Start of Dataset extract
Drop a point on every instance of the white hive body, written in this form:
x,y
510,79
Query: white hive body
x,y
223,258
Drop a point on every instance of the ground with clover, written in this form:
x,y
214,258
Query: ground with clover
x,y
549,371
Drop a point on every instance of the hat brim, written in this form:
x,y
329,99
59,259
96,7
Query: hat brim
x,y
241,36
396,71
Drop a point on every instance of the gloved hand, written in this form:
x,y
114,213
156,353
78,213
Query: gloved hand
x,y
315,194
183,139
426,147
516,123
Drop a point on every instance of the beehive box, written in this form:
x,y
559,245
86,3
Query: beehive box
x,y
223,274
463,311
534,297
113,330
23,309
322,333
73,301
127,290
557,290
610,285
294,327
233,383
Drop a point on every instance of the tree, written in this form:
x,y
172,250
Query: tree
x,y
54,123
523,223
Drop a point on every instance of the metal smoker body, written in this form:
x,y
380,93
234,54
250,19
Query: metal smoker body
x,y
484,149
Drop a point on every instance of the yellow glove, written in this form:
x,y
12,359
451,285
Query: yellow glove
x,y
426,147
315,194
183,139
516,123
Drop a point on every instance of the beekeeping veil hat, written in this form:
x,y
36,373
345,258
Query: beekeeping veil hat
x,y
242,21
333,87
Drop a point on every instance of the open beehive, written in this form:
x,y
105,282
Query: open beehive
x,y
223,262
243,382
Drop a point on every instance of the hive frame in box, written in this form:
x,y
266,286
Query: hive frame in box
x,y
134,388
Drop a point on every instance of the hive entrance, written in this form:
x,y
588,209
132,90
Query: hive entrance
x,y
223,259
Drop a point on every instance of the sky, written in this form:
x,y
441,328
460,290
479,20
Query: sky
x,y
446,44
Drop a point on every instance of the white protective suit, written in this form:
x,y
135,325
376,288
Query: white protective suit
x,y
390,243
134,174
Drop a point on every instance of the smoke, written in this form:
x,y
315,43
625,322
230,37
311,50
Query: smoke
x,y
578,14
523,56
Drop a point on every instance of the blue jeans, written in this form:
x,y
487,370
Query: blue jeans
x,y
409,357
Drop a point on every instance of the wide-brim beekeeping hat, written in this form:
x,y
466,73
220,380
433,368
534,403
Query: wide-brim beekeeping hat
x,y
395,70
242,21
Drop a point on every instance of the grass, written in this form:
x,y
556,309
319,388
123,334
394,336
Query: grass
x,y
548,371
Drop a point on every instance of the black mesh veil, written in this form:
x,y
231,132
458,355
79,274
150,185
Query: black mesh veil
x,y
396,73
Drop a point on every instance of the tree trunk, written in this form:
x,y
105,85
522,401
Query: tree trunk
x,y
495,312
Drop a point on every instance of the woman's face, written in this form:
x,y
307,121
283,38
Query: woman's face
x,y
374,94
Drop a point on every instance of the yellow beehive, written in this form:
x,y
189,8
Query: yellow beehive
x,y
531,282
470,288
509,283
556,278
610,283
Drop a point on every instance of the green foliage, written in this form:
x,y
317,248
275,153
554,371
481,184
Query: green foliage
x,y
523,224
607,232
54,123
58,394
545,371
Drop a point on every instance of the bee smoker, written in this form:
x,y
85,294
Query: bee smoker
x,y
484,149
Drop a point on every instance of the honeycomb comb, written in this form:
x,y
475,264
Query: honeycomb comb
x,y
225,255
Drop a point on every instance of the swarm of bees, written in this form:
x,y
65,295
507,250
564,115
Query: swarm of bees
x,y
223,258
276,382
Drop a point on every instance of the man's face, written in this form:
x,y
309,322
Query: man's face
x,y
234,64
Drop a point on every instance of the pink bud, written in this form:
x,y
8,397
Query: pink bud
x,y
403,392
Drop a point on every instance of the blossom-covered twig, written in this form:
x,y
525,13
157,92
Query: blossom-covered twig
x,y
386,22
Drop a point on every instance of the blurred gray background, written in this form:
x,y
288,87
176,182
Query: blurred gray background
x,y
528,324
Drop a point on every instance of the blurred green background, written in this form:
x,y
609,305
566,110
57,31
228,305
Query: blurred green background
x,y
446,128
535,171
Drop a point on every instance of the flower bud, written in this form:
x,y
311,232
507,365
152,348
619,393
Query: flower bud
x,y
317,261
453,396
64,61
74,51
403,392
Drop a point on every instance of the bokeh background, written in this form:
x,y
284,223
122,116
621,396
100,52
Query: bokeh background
End of Dataset extract
• **Assigned task**
Retype every line of the data above exactly.

• **Response below**
Drop a point on every instance of the white hive body, written in this form:
x,y
510,79
Query: white hive body
x,y
223,258
Drop a point on every instance of the ground with clover, written in this form:
x,y
214,258
Query: ground with clover
x,y
549,371
Drop a point on every instance of the hat brim, written in this form:
x,y
329,99
59,259
96,7
Query: hat brim
x,y
241,36
396,71
Drop a point on every instance of the gloved hand, written in this form:
x,y
114,213
156,353
78,213
Query: gloved hand
x,y
315,194
183,139
426,147
516,123
Drop a point on every instance of the beehive box, written in this form:
x,y
559,245
86,3
Query: beehive box
x,y
223,274
463,311
534,297
113,330
23,309
322,333
73,301
127,290
557,290
610,285
294,327
233,383
Drop a point on every instance of the tree, written in this form:
x,y
172,250
Query: tree
x,y
54,123
523,223
Drop a point on every instance of the metal smoker body, written in this form:
x,y
380,93
234,54
250,19
Query: metal smoker body
x,y
484,149
Drop a point on every instance of the yellow glove, written in this form:
x,y
12,359
451,285
Query: yellow glove
x,y
426,147
315,194
183,139
516,123
Drop a point on every instance of the beekeeping veil hat, written in this form:
x,y
36,373
345,258
Query: beekeeping veil hat
x,y
242,21
333,87
Drop a point on every instance of the open beehive, written in this form:
x,y
105,282
Query: open beehive
x,y
223,262
243,382
Drop a point on every instance of the hive frame in box, written in this form:
x,y
266,286
Query: hive frame in box
x,y
134,388
Drop a point on every instance of the hive entrance, written in this form:
x,y
588,209
132,90
Query: hive entrance
x,y
223,259
Drop a point on every instance of the sky, written in this form:
x,y
441,328
460,290
479,20
Query: sky
x,y
446,44
Drop a point on every instance of the white protective suit, written in this form:
x,y
135,325
376,288
Query: white protective suit
x,y
390,243
134,174
Drop a point on every instance of the smoke, written in this form:
x,y
315,43
625,322
230,37
311,50
Query: smoke
x,y
578,14
523,56
Drop a point on every instance of the blue jeans, written in this form:
x,y
487,370
Query: blue jeans
x,y
409,357
Drop a point on every instance of the wide-brim beekeeping hat, written in this form:
x,y
466,73
220,380
433,368
534,403
Query: wide-brim beekeeping hat
x,y
395,70
242,21
Drop a point on every instance of the grass, written in this form:
x,y
556,309
319,388
123,334
394,336
Query: grass
x,y
548,371
Drop a point on every instance of the black mesh veil, written in this form:
x,y
231,132
458,355
79,274
150,185
Query: black mesh veil
x,y
396,73
Drop a point on every instance of the tree trunk, written in this form:
x,y
105,85
522,401
Query: tree trunk
x,y
495,312
Drop a point on every instance of the woman's face, written in this form:
x,y
307,121
283,38
Query: woman's face
x,y
374,94
Drop a point on every instance of the yellow beehive, written in this form:
x,y
189,8
Query: yellow beehive
x,y
531,282
470,288
509,283
556,278
610,283
Drop a point on every instance of the green foliage, written in this form:
x,y
317,248
275,153
554,371
481,184
Query: green foliage
x,y
523,224
607,232
54,123
58,394
545,371
Drop a point on every instance of the bee smoker, written in this form:
x,y
85,294
Query: bee smoker
x,y
484,149
Drop a point on every instance of the honeycomb comb, written in this form:
x,y
475,264
Query: honeycomb comb
x,y
225,255
Drop a point on every instance of the swarm of bees, written in this form:
x,y
65,295
507,250
564,115
Query: swarm of bees
x,y
223,258
276,382
Drop a point on every instance of the man's face, written in this form:
x,y
309,322
Query: man's face
x,y
234,64
Drop a point on every instance of the pink bud, written in this form:
x,y
8,397
Query: pink bud
x,y
403,392
Drop a point on every instance of the blossom-covered twig, written in this form:
x,y
525,13
157,92
Query: blossom-covered twig
x,y
386,22
Drop a point on every instance of the blurred gray background, written in this form:
x,y
288,87
176,182
Query: blurred gray background
x,y
528,324
Drop a point on every instance of the blurred green background, written in this form:
x,y
609,305
566,110
57,31
228,305
Query: blurred green background
x,y
446,128
535,171
Drop a point on every instance of the flower bud, written in this form:
x,y
311,232
507,365
152,348
619,393
Query: flower bud
x,y
317,261
453,396
64,61
74,51
403,392
Drop a point on every instance of the bokeh background, written in this form:
x,y
284,223
122,116
621,396
100,52
Query: bokeh background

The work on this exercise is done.